Please render every line of the entries below as a JSON array of strings, one string per line, with blank lines omitted.
⁂
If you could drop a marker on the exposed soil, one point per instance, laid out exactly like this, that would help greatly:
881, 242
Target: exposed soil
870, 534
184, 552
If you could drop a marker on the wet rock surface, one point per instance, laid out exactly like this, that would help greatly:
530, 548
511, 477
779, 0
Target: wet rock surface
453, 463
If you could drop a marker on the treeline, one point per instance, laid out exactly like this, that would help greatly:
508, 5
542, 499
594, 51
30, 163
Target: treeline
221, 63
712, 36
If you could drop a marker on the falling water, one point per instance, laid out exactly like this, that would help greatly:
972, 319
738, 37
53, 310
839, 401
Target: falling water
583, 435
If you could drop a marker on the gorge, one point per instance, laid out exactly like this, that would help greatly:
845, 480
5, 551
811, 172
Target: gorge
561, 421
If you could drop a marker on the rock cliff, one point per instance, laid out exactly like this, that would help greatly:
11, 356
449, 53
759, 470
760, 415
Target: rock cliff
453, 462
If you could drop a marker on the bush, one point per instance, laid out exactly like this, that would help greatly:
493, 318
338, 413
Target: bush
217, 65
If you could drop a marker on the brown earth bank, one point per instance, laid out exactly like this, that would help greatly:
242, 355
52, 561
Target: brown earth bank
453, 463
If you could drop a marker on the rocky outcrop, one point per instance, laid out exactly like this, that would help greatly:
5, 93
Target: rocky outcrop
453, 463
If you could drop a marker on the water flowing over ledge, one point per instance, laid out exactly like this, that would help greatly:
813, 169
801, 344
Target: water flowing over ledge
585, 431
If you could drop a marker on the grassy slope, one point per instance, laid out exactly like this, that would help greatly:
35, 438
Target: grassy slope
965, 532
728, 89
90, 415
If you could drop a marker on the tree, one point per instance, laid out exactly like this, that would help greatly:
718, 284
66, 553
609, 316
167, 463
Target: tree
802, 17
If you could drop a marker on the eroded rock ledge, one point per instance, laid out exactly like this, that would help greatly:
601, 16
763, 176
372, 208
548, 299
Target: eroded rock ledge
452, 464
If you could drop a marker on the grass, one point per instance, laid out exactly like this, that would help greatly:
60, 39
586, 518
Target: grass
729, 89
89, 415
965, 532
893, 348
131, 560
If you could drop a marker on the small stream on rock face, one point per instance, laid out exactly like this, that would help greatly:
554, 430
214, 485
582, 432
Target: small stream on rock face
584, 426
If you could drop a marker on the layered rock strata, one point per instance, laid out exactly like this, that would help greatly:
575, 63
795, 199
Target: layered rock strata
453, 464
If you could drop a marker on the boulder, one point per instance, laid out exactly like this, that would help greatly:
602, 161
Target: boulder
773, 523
⁂
◆ Output of the exercise
[
  "If you could drop a marker on the exposed soil, one point per instance, laid out exactly like this, that would help greatly:",
  "881, 242",
  "Target: exposed soil",
  "870, 534",
  "184, 552",
  "If you could drop a marker on the wet rock surface, one point per instance, laid out exactly like this, that would help greatly:",
  "530, 548",
  "511, 477",
  "779, 0",
  "Target: wet rock surface",
  "453, 463",
  "If you could drop a marker on the treeline, one point per instance, laid out exactly like this, that would help greatly:",
  "508, 5",
  "542, 499",
  "594, 51",
  "30, 163",
  "Target: treeline",
  "221, 63",
  "712, 36",
  "If you could drop a marker on the falling water, one point per instance, laid out exactly like this, that would help greatly:",
  "972, 319",
  "738, 37",
  "53, 310",
  "839, 401",
  "Target: falling water",
  "583, 435",
  "If you could drop a marker on the gorge, one point per instance, laid out exactly like this, that would help greatly:",
  "845, 480",
  "5, 551",
  "811, 172",
  "Target: gorge",
  "561, 421",
  "If you could drop a marker on the rock cliff, one point per instance, laid out exactly like this, that would help greatly:",
  "11, 356",
  "449, 53",
  "759, 470",
  "760, 415",
  "Target: rock cliff",
  "453, 462",
  "If you could drop a marker on the bush, one point per instance, laid out exactly like this, that would help greatly:",
  "493, 318",
  "338, 413",
  "Target: bush",
  "217, 65",
  "If you could drop a marker on the brown earth bank, one point per instance, laid out exactly like this, that would help greatly:",
  "242, 355",
  "52, 561",
  "Target: brown earth bank",
  "453, 463",
  "If you could drop a marker on the rocky outcrop, one point per instance, laid out exactly like this, that would help greatly:",
  "5, 93",
  "Target: rocky outcrop",
  "453, 463",
  "If you could drop a marker on the water flowing over ledge, one point per instance, laid out exactly like this, that would help greatly:",
  "813, 169",
  "801, 344",
  "Target: water flowing over ledge",
  "585, 431",
  "If you could drop a marker on the grassy slope, one point per instance, laid out exactly like this, that would help greatly:",
  "35, 438",
  "Target: grassy slope",
  "965, 532",
  "728, 89",
  "90, 415",
  "If you could drop a marker on the tree, one point per instance, laid out exactly like this, that would help greatly:",
  "718, 284",
  "66, 553",
  "609, 316",
  "167, 463",
  "Target: tree",
  "802, 17",
  "If you could drop a marker on the eroded rock ledge, one point per instance, laid out exactly like this, that would help greatly:",
  "601, 16",
  "763, 176",
  "372, 208",
  "548, 299",
  "Target: eroded rock ledge",
  "452, 464",
  "If you could drop a marker on the grass, one point per instance, laid out exactly like this, that would help greatly:",
  "60, 39",
  "586, 518",
  "Target: grass",
  "729, 89",
  "89, 415",
  "965, 532",
  "893, 348",
  "131, 560",
  "If you could drop a marker on the small stream on rock face, one point per instance, laid out exactly like this, that would help greatly:",
  "554, 430",
  "214, 485",
  "582, 432",
  "Target: small stream on rock face",
  "584, 426",
  "If you could drop a marker on the layered rock strata, one point per instance, laid out exactly like this, that would help greatly:",
  "575, 63",
  "795, 199",
  "Target: layered rock strata",
  "453, 464",
  "If you could drop a marker on the boulder, one point per instance, laid out exactly like this, that would help greatly:",
  "602, 161",
  "Target: boulder",
  "773, 523"
]